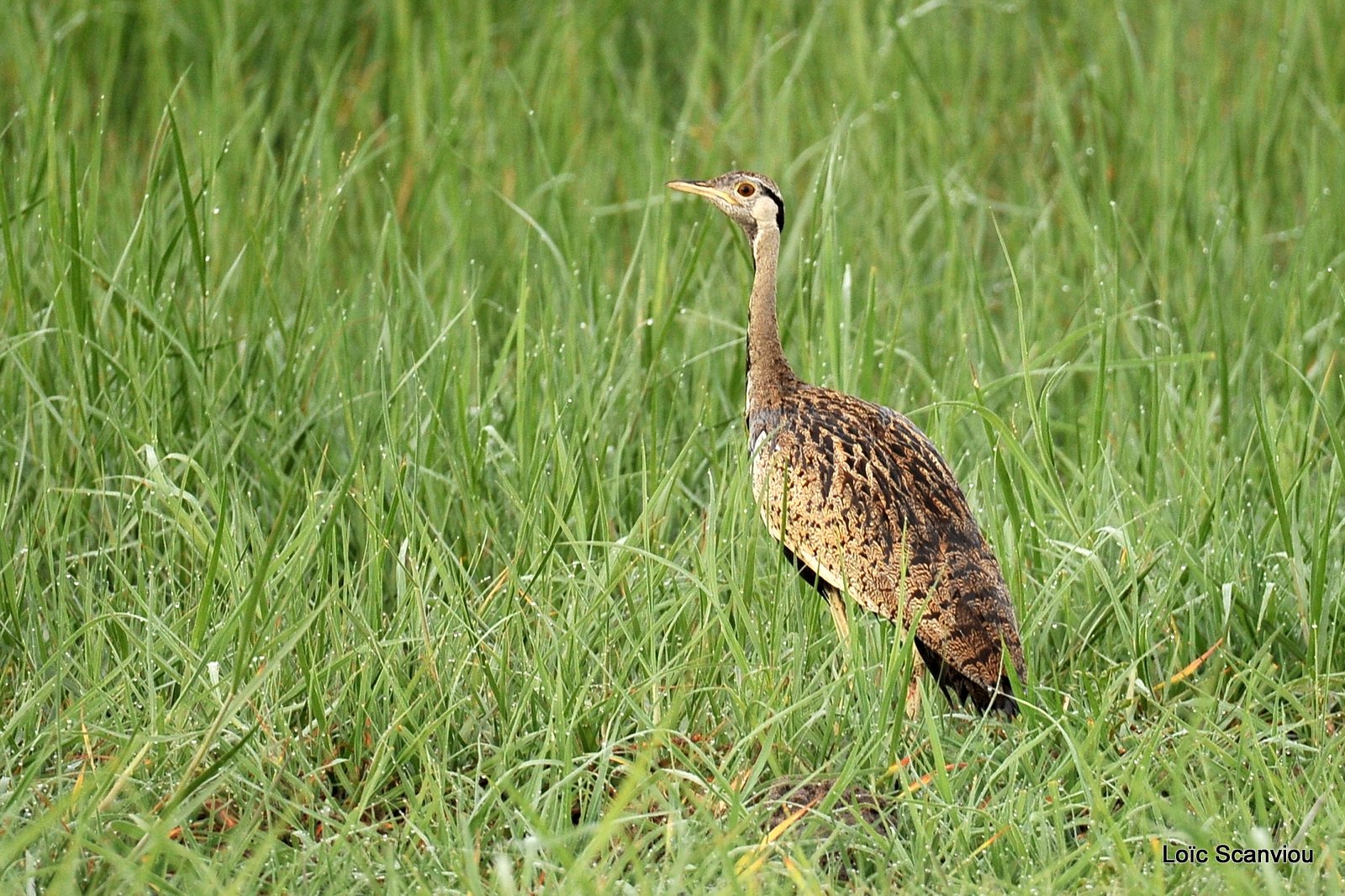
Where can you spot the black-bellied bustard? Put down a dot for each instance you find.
(860, 498)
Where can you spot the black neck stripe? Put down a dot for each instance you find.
(779, 206)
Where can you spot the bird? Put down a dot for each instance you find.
(858, 497)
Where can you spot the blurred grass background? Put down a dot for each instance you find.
(374, 492)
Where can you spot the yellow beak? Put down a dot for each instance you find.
(703, 188)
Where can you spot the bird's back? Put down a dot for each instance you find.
(861, 499)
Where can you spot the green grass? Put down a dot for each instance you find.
(374, 495)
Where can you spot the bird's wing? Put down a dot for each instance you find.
(861, 497)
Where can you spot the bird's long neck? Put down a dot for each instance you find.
(768, 372)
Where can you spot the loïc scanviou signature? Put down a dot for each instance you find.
(1230, 855)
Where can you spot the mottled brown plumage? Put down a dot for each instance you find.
(860, 499)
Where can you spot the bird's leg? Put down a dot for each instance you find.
(914, 688)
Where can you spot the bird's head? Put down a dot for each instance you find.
(752, 201)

=-=-=-=-=

Start copying at the line that contains "Where can you spot the bird?" and stop after the last line of the records, keeping every line exactly.

Solution:
Where can you spot the bird? Put down a dot for each instance you find.
(858, 497)
Where can you spot the blurred grass background? Put down a dot for each instance you find.
(374, 492)
Where can you spot the yellow beak? Put down a dot for each instance you find.
(703, 188)
Where can you spot the bird's back? Put down a dot for each instance you find.
(861, 499)
Where can you spot the green grass? Put down a dot for each instance you find.
(374, 495)
Where can you spot the bird's wing? Put down a dot for each instance you find.
(861, 497)
Where can you spot the bird's long neck? Put down a dot for each instance you find.
(768, 372)
Where can you spot the loïc scanviou signature? Put down a dot for each instance you find.
(1230, 855)
Where can you spot the mottled brown plumage? Put down a dot for each instance you find.
(860, 499)
Where can you spot the bird's leg? Put down a dot for each instance you find.
(914, 688)
Where can you spot the bird's head? Put down a dot for each instance you find.
(752, 201)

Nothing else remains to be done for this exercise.